§ YOUR TASK:
Copy out each of the rows below word for word, leaving out the pictures.

──────── TASK INPUTS ────────

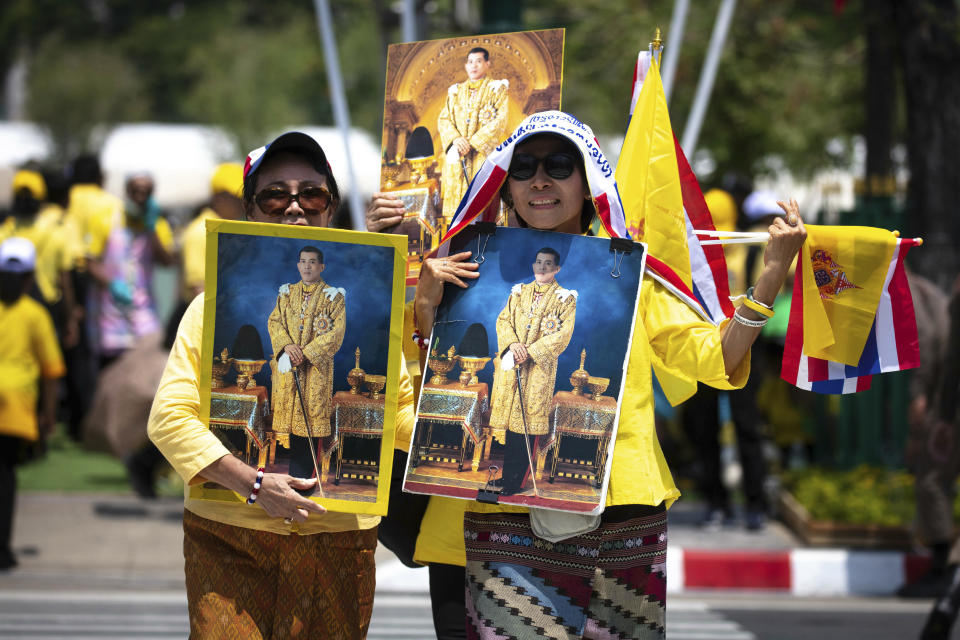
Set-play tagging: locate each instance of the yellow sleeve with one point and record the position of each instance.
(98, 231)
(684, 348)
(47, 346)
(175, 425)
(164, 234)
(406, 411)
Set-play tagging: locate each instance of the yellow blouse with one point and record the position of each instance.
(682, 349)
(175, 427)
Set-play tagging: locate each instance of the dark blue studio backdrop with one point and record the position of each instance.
(605, 305)
(251, 269)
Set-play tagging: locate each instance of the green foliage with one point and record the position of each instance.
(81, 87)
(790, 77)
(67, 467)
(863, 495)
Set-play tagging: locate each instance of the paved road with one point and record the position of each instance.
(111, 567)
(46, 611)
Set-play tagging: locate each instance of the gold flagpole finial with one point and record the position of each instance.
(656, 47)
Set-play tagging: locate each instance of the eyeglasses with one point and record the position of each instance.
(558, 166)
(274, 201)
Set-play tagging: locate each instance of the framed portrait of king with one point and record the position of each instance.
(301, 356)
(521, 400)
(447, 104)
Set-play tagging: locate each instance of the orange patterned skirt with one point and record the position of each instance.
(243, 583)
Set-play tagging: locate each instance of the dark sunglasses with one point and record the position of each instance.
(273, 201)
(558, 166)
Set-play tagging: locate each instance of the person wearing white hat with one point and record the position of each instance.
(30, 364)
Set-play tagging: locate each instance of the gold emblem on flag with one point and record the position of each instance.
(829, 276)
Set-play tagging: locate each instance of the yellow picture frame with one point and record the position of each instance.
(375, 261)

────────

§ RESULT OF THE EXERCISE:
Set-play tagging: locate each instance of the yellow sleeve with one point and record the position of each instance.
(98, 231)
(684, 348)
(47, 346)
(175, 425)
(164, 234)
(406, 411)
Set-play tagging: locate each instance of the yellow blouse with one point and record the position of each instance.
(682, 349)
(175, 427)
Set-play tagging: locate each instance of the dark blue studio backdrop with one point and record the position of each instance.
(605, 305)
(251, 269)
Set-play tagging: locate each instance of the green foliage with one point and record the position of each instance.
(81, 87)
(790, 77)
(67, 467)
(863, 495)
Set-play tagging: locate each instance of the paved road with one point and record the position of each instance.
(111, 567)
(46, 611)
Set-play tagging: locate each instance of the gold flagpole finial with one point and record the position of each instance.
(656, 47)
Set-play tagging: locate each instance of the eyeglasses with one point and record the position of each instance.
(558, 166)
(274, 201)
Set-play tagging: locate each instance of the framed portrait of king with one point and record the position of each instance.
(301, 356)
(521, 400)
(447, 104)
Set-play tagging: locate each instance of the orange patterned skirt with one point and record the position of each instance.
(243, 583)
Set-play tagging: locate each instance of the dark sunglasses with one point and record the position of each instance.
(273, 201)
(558, 166)
Set-play tagging: locate each instance of the person wearing white hat with one point and record the position of each instance.
(30, 364)
Set-play tagging: locate each instance of the gold emblem on flag with one point and record the position of each instance.
(829, 276)
Set-play tagging: locate each instance of the yellow picture frame with one point and record the position of each instance.
(375, 261)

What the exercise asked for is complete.